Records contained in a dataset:

▬▬▬▬▬▬

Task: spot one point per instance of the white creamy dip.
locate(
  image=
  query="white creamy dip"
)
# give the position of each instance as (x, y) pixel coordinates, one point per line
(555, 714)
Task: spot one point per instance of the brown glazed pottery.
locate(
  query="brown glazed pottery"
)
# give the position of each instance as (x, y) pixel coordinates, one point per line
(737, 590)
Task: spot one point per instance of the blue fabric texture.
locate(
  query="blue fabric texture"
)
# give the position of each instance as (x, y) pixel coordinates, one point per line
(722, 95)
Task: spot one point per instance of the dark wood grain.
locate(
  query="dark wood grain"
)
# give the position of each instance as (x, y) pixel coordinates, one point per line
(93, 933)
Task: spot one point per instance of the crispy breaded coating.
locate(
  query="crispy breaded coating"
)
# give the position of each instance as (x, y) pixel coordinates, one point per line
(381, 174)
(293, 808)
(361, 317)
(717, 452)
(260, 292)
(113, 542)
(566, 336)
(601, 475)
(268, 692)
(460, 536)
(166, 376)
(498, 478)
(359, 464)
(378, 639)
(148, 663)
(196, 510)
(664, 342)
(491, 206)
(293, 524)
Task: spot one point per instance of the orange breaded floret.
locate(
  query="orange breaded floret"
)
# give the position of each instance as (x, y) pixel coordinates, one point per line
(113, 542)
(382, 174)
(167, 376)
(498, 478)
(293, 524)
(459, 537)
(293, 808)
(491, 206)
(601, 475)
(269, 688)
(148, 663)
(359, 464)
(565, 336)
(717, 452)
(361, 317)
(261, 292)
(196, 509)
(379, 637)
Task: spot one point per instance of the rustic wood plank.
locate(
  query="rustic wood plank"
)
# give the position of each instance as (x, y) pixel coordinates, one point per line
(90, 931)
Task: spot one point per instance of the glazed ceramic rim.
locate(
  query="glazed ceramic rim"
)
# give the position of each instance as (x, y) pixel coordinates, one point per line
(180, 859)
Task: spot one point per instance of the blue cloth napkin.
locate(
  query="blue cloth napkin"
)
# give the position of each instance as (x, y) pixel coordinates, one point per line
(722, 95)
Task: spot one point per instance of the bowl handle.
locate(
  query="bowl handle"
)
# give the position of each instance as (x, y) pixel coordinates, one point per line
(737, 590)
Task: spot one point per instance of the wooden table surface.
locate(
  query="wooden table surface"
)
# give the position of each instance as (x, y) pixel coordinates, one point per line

▬▬▬▬▬▬

Transcribe the data above verbatim.

▸ REPLY TO THE EXERCISE:
Task: spot one point per instance of the white creamy dip.
locate(
  image=
  query="white creamy dip"
)
# give the position of each instance as (x, y) pixel coordinates, one point per line
(555, 714)
Task: spot one point per instance of the brown glazed pottery.
locate(
  query="brown glazed pottery"
)
# give the position of each instance as (x, y) pixel coordinates, one point per line
(737, 590)
Task: spot one point per instance of the blue fabric texture.
locate(
  query="blue fabric texture"
)
# give the position of each instance as (x, y) pixel coordinates, one point per line
(722, 95)
Task: spot one point per instance of the dark wood grain.
locate(
  query="dark wood grain"
)
# give the position of each instance as (x, y) pixel coordinates, one point per line
(93, 933)
Task: spot one point per instance of the crispy breaded coating.
locate(
  query="crispy breaded coating"
)
# give the position of each instance as (x, y) pixel coordinates, one point per line
(381, 174)
(293, 808)
(361, 317)
(717, 452)
(260, 292)
(113, 542)
(566, 336)
(601, 475)
(268, 692)
(460, 536)
(166, 376)
(498, 478)
(359, 464)
(378, 639)
(148, 663)
(196, 510)
(664, 342)
(491, 206)
(293, 524)
Task: spot one point per instance of the orange breaded floret.
locate(
  query="orange breaded floret"
)
# give the position of each instance as (x, y) pixel coordinates, one point per line
(113, 542)
(382, 174)
(167, 376)
(498, 478)
(293, 524)
(459, 537)
(293, 808)
(491, 206)
(601, 475)
(269, 688)
(148, 663)
(359, 464)
(565, 336)
(717, 452)
(361, 317)
(261, 292)
(196, 509)
(379, 637)
Task: spot one point per instance of the rustic wood plank.
locate(
  query="rustic wood plank"
)
# give the position of each instance as (x, y) pixel coordinates, one point per line
(90, 931)
Task: spot one point per instance of the glazed ceramic rim.
locate(
  query="glazed ceramic rim"
)
# give the position of each instance as (x, y) pixel coordinates, one point per line
(180, 859)
Task: spot one point per instance of the blue cloth napkin.
locate(
  query="blue cloth napkin"
)
# give the position of each instance as (x, y) pixel coordinates, one point per line
(722, 95)
Task: spot one point per instance of the bowl handle.
locate(
  query="bowl handle"
)
# give the position of each instance as (x, y) pixel coordinates, one point per line
(737, 590)
Task: spot one point per instance of the wooden table surface.
locate(
  query="wooden table surface"
)
# give the position of each instance as (x, y) pixel coordinates, one point per line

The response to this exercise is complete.